*ACTIONS TO TAKE*:
1. In the article on the milk campaign, what role did Okiro Manning take on during the open day session?
2. Please list every Drink Real Milk partner that the article on the milk campaign names as taking part in the session.
==== EXCERPT TO READ ====
Students learn about milk campaign at JA BizTown open day session
At a recent open day session at JA BizTown, students from Monsignor Colin Bryan Preparatory School learnt about the ‘Drink Real Milk’ (DRM) campaign and the operations of the milk industry.
The session also saw the participation of DRM partners, including Nutramix, Jamaica Dairy Development Board, Newport-Fersan, Island Dairies and Seprod, who imparted knowledge to the students.
“The objective of our open day session is to engage and allow partners to see first-hand the investment Drink Real Milk has made in our children’s future. Partners are able to see the students in action and to also impart knowledge and the differing roles”, explained JA BizTown Manager Jodi-Kay Kerr.
“Since 2014, JA BizTown has been transforming how primary school students engage in learning. Open day series are held annually, where partner companies are invited and given a series of dates to choose from, indicating when they would like to come. Aside from an invitation from the JA BizTown team, partners can also select dates that they would like to, or are available to, come and volunteer”, Kerr added.
JA BizTown is the name for Junior Achievement’s experiential-based primary-school programme. It encompasses important aspects of work readiness, entrepreneurship, and financial literacy, providing students in grades five and six with a solid foundation of business, economics, and free enterprise education. Through daily lessons, hands-on activities, and active participation in a simulated community, students are encouraged to use critical-thinking skills as they learn about key economic concepts and possible career options they can pursue.
Livingston Binns, sales and marketing manager at Island Dairies, explained that the exercise with the students was a meaningful one.
“We were able to garner and expose these young people to the different levels of management of the milk industry – from collection to distribution. I think it is a step in the right direction if we get them to buy into or know what is happening in the milk industry. The exposure is good also”.
Binns conducted a presentation which saw the students being taught the physical aspects of how a milk factory operates.
“One aspect of the Drink Real Milk campaign is to sensitise the younger generation to the whole habit of drinking milk’, added Binns.
Grade-six student Okiro Manning, who assumed the role of a quality assurance technician during the open day session, was ecstatic about the programme.
“In order for the milk to go to market, it has to be tested if there’s any bacteria in it”, he said.
He added: “I like milk because it tastes good, it makes you healthy, and it makes your bones stronger.”
Grade-five student Rashaad Simpson, whose role was that of a chief financial officer, shared what he learnt.
“I learnt that the chief financial officer is very important to an organisation. He takes care of the money and writes the cheques”, he said.
“We are excited that the kids are having a positive reaction to learning about the dairy process. We want them to understand that ‘local’, in many respects, means better for you and in the case of Drink Real Milk, it also means better for your community,” said Tina Hamilton, brand manager of Nutramix.
==== DATA EXTRACT ====
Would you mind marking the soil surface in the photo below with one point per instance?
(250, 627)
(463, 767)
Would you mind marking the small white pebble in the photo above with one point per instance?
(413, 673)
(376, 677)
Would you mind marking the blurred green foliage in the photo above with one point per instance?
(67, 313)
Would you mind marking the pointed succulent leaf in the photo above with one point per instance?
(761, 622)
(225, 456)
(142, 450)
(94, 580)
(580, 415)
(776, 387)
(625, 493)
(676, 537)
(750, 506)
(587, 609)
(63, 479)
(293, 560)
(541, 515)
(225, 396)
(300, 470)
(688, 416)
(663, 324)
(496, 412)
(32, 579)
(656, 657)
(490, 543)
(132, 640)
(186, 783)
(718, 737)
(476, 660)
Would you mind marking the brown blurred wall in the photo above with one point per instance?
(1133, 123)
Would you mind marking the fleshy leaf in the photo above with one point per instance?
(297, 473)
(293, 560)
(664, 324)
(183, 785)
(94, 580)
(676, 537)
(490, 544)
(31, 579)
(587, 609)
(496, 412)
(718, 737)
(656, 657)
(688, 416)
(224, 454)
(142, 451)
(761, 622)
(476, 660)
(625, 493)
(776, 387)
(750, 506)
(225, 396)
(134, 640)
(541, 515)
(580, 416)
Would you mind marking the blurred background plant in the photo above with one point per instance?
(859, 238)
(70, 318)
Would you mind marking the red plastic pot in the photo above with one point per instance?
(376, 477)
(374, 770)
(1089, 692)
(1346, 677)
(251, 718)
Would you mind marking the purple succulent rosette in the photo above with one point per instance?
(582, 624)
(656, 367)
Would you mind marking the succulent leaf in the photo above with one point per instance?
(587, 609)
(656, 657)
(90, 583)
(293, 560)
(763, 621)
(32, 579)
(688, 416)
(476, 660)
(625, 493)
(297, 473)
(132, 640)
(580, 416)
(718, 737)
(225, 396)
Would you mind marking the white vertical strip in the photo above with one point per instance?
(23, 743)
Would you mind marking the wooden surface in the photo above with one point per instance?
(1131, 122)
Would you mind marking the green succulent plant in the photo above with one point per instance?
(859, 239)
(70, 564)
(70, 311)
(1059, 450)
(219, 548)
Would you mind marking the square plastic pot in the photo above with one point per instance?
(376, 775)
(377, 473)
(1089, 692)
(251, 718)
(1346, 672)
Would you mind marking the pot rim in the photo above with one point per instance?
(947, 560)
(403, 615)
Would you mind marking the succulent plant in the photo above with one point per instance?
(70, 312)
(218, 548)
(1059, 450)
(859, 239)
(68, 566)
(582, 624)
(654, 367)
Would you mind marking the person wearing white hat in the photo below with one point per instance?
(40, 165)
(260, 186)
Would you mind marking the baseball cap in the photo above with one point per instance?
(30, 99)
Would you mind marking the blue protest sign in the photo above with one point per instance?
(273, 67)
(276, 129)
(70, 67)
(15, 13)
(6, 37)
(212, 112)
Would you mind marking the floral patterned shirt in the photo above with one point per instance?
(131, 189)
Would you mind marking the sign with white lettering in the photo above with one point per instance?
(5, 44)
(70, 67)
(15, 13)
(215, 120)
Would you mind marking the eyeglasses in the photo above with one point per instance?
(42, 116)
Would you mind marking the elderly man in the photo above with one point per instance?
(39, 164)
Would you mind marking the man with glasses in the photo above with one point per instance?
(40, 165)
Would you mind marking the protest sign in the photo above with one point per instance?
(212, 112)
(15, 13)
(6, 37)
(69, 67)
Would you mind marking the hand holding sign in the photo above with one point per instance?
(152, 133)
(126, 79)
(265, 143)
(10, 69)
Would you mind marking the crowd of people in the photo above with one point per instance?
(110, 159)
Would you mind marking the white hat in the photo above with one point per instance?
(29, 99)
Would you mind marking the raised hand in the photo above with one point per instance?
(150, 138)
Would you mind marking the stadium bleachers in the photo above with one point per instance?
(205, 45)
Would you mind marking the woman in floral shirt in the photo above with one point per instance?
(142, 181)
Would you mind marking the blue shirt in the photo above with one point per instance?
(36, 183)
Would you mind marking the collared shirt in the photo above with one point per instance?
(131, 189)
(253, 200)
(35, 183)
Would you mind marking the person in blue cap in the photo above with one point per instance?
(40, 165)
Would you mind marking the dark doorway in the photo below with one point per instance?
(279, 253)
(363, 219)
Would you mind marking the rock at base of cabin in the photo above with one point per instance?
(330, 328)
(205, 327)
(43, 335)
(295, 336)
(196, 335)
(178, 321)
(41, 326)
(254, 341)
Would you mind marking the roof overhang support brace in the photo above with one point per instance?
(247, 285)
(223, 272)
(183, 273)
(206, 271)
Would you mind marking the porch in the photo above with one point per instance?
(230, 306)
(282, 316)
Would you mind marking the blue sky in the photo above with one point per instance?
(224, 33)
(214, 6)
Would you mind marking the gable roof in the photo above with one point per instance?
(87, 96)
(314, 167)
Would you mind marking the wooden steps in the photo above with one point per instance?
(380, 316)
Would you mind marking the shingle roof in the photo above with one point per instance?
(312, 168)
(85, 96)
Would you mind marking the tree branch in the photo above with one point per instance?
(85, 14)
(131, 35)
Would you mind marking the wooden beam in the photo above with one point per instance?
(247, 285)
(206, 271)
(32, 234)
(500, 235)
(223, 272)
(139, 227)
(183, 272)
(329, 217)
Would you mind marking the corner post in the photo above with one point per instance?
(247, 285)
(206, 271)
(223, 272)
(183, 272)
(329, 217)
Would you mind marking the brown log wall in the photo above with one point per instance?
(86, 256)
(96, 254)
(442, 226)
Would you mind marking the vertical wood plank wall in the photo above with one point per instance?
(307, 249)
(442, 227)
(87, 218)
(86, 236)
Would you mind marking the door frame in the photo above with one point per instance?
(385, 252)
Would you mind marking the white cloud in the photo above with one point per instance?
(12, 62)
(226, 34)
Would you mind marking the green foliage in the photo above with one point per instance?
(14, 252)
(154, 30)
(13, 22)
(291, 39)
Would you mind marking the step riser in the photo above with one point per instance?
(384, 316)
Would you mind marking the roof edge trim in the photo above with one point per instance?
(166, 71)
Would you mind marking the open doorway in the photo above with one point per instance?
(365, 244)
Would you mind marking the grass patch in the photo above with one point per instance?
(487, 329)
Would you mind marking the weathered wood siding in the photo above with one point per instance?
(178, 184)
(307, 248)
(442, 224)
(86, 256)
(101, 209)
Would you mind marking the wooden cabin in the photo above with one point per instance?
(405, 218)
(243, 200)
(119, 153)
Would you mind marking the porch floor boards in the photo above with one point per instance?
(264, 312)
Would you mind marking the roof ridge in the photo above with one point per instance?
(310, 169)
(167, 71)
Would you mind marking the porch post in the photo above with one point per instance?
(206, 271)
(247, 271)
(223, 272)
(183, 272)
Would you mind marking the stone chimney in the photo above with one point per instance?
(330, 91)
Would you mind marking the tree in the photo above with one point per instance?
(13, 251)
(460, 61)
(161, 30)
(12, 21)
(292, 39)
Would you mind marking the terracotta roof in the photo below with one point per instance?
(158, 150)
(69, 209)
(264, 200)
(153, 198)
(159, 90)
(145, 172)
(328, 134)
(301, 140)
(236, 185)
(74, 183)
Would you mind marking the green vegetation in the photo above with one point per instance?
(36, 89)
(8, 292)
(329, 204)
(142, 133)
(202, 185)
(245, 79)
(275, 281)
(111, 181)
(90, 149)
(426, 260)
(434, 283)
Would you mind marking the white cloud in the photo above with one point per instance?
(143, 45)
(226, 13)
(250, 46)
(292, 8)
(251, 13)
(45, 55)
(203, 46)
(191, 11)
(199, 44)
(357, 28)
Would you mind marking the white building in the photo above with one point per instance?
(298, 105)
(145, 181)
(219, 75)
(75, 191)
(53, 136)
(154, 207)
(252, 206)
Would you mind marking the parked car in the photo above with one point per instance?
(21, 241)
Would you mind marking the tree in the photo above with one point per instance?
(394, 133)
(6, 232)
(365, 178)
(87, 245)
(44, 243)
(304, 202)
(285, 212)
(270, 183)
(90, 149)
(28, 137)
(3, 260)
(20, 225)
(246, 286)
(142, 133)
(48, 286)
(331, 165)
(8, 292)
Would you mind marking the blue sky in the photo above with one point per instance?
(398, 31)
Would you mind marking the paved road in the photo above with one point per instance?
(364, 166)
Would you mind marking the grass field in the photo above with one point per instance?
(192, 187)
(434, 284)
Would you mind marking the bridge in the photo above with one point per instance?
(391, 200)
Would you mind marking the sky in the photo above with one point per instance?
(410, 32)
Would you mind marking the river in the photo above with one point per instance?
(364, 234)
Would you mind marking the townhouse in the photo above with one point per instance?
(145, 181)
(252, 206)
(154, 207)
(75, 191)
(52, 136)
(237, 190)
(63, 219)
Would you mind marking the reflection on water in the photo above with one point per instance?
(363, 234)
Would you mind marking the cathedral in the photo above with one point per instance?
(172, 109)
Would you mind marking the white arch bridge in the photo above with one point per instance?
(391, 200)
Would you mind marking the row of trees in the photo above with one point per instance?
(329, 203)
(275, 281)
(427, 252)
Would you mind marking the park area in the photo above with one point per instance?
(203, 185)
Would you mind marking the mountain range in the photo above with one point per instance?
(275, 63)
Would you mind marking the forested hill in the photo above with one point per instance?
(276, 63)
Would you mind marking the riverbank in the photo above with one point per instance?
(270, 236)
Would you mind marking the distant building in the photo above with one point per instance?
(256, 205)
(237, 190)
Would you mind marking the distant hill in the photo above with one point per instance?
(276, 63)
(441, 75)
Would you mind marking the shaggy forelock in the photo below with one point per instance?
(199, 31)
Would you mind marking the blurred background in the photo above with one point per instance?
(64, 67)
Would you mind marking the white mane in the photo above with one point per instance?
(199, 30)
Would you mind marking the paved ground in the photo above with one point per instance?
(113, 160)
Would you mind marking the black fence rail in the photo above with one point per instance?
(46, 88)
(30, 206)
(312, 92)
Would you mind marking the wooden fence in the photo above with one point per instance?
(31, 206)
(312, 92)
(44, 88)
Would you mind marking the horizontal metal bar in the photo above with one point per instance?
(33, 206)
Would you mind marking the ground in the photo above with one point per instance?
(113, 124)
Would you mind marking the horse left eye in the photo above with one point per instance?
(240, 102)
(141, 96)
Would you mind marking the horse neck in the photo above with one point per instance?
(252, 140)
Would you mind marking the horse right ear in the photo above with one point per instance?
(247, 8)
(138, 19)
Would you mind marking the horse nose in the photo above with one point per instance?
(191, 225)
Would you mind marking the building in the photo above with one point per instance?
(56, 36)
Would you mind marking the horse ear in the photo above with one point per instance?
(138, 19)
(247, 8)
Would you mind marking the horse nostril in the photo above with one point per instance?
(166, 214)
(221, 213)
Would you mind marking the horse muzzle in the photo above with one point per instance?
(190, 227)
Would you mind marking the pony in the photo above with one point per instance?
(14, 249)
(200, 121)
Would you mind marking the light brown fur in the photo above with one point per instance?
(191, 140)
====
*SOLUTIONS TO EACH TASK*:
1. A quality assurance technician.

2. Nutramix, Jamaica Dairy Development Board, Newport-Fersan, Island Dairies, Seprod